■ Task to carry out ■
Output word for word the lines from the one with "can you box the brown" to the final line of the data, both ends included, but skip the pictures.

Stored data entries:
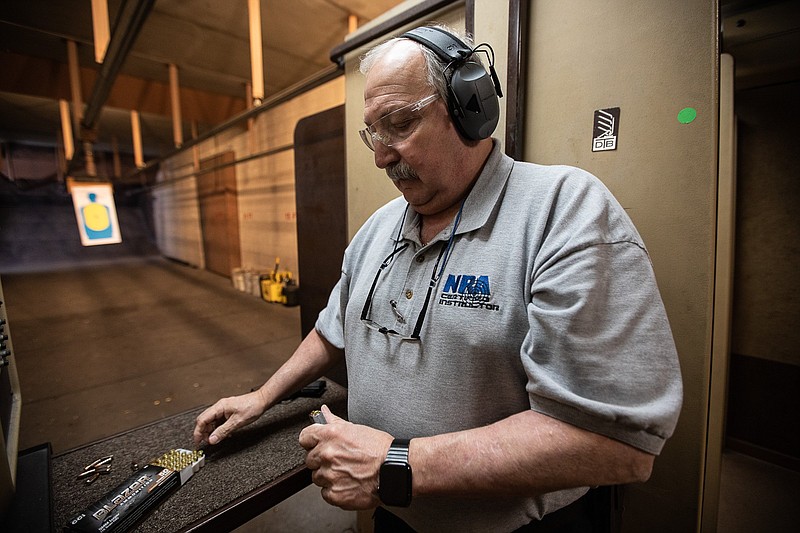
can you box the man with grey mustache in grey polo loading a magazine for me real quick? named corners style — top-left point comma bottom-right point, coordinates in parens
top-left (195, 28), bottom-right (682, 531)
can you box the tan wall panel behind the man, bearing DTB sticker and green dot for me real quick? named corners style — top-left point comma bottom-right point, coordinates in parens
top-left (525, 0), bottom-right (718, 531)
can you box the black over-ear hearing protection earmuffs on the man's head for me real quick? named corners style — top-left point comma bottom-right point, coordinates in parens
top-left (401, 26), bottom-right (503, 141)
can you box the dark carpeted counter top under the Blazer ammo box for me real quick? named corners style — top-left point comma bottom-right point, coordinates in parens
top-left (52, 380), bottom-right (347, 533)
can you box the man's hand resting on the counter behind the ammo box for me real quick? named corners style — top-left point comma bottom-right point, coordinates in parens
top-left (194, 390), bottom-right (267, 444)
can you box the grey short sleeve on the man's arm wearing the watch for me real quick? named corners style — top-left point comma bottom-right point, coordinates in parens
top-left (522, 241), bottom-right (682, 454)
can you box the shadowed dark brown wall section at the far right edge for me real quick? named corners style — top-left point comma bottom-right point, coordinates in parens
top-left (732, 82), bottom-right (800, 365)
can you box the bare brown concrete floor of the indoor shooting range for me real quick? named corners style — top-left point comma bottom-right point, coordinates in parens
top-left (2, 257), bottom-right (800, 533)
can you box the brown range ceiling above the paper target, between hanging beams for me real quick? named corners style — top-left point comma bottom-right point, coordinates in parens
top-left (0, 0), bottom-right (401, 157)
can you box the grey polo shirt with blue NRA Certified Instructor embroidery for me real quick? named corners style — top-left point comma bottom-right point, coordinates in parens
top-left (316, 142), bottom-right (682, 531)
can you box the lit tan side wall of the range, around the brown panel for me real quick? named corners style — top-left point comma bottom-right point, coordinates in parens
top-left (153, 77), bottom-right (345, 276)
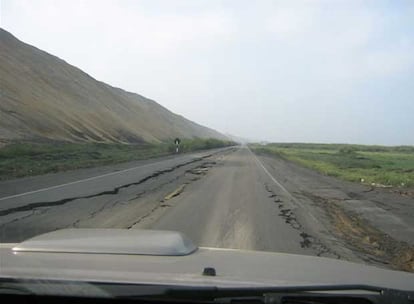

■ Problem solution ■
can you box the brown range ceiling above the paper target, between hanging beams for me real quick? named corners style — top-left point comma bottom-right point, coordinates in parens
top-left (0, 0), bottom-right (401, 157)
can you box the grey polo shirt with blue NRA Certified Instructor embroidery for me real quick? named corners style — top-left point comma bottom-right point, coordinates in parens
top-left (316, 142), bottom-right (682, 531)
can you box the lit tan side wall of the range, around the brown panel for me real quick? named corners style — top-left point comma bottom-right point, coordinates in parens
top-left (153, 77), bottom-right (345, 276)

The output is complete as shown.